→ EXERCISE REQUIREMENTS
a) From the passage on tests and conditionals, copy the text from "Tests and Conditionals" up to and including "without facts yet.".
b) List every distinct test that the passage on tests and conditionals writes after the is keyword.

→ TEXT PASSAGE

Tests and Conditionals
Tests answer yes/no questions about a value with the is keyword. {% if tls_cert is defined %} checks whether a variable exists; {% if port is number %} checks its type. Combined with {% if %} and {% for %}, tests let one template render different output per host — an nginx config that includes a TLS block only when a cert is configured, or an upstream list with one line per web host in the inventory.
This is where a template stops being fill-in-the-blanks and starts adapting to what each machine actually has. The same larkspur.conf.j2 can serve an HTTP-only staging box and an HTTPS prod box, and grow its load-balancer block automatically as you add web hosts. The skill is writing conditionals that render cleanly on every host in the fleet, including the one missing the optional variable or the freshly added one without facts yet.
is defined and is not defined
is defined is the most-used test, guarding optional config. {% if ssl_certificate is defined %} renders the TLS directives only when the variable exists, so the same larkspur.conf.j2 serves an HTTP-only staging box and an HTTPS prod box from one file. The mirror image, is not defined, guards the fallback branch. Together they let a template carry optional sections without crashing on the host that lacks them.
The mistake people make is reaching for a bare truthiness check — {% if ssl_certificate %} — when they mean "does this exist." On a host where the variable is simply unset, the bare form raises an undefined error, or under a permissive policy renders nothing in a way that is hard to debug. is defined is the existence check you actually want, and it says exactly that.

→ EXTRACTED ENTRIES
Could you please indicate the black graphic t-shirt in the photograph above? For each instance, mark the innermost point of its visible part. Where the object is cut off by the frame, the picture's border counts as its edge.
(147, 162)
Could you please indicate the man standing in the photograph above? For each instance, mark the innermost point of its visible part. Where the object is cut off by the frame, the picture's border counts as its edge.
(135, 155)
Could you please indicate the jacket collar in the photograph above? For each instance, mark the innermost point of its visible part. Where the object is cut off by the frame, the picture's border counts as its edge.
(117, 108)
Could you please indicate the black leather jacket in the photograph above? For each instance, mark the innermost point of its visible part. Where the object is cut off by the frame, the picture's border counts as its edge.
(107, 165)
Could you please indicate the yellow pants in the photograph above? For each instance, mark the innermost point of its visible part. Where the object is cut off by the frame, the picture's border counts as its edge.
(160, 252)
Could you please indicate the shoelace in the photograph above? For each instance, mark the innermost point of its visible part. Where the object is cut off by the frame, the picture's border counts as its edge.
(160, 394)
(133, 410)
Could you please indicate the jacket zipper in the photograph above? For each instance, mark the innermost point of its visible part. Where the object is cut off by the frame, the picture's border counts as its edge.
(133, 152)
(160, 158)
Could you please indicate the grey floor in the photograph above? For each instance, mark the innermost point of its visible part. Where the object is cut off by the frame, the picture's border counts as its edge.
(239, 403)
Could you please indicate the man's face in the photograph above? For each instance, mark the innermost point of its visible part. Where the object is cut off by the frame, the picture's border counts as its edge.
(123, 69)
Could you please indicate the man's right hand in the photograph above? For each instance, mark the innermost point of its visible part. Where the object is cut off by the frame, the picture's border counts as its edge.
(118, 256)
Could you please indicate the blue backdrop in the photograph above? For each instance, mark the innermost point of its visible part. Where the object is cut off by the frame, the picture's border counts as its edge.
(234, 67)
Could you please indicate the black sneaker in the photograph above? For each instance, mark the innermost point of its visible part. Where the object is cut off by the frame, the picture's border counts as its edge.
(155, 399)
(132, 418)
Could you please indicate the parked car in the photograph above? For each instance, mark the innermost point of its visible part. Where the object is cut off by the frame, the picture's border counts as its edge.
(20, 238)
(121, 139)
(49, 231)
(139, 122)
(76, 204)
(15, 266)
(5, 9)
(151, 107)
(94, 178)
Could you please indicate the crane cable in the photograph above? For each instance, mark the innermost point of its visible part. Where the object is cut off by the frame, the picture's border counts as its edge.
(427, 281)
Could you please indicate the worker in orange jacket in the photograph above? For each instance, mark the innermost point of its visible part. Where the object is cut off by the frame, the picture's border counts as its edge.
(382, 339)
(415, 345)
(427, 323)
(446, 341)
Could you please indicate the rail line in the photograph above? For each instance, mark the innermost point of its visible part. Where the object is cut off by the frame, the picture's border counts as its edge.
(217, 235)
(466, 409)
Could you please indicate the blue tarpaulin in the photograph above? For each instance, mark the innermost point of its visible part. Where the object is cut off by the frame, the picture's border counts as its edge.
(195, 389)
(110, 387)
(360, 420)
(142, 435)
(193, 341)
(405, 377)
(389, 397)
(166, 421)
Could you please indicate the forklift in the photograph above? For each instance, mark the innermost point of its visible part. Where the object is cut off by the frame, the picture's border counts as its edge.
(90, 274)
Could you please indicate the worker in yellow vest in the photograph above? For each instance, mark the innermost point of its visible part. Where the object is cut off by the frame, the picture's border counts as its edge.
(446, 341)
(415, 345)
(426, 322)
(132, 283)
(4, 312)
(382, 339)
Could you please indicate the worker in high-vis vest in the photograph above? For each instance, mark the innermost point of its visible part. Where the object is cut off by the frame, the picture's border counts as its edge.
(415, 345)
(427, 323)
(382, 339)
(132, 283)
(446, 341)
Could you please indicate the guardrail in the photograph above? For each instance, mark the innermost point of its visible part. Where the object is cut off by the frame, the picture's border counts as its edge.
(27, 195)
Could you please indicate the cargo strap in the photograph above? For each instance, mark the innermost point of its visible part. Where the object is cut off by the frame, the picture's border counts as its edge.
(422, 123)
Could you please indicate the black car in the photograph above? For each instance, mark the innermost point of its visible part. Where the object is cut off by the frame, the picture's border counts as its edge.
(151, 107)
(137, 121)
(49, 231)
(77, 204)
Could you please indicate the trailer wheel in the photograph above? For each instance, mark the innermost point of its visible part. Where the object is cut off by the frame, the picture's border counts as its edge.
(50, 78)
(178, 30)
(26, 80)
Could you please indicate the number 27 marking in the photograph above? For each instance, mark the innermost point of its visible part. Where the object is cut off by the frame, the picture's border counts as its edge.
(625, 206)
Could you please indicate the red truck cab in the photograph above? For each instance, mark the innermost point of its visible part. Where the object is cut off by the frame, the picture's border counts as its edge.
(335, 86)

→ ANSWERS TO THE TASKS
a)
Tests and Conditionals
Tests answer yes/no questions about a value with the is keyword. {% if tls_cert is defined %} checks whether a variable exists; {% if port is number %} checks its type. Combined with {% if %} and {% for %}, tests let one template render different output per host — an nginx config that includes a TLS block only when a cert is configured, or an upstream list with one line per web host in the inventory.
This is where a template stops being fill-in-the-blanks and starts adapting to what each machine actually has. The same larkspur.conf.j2 can serve an HTTP-only staging box and an HTTPS prod box, and grow its load-balancer block automatically as you add web hosts. The skill is writing conditionals that render cleanly on every host in the fleet, including the one missing the optional variable or the freshly added one without facts yet.

b)
is defined
is number
is not defined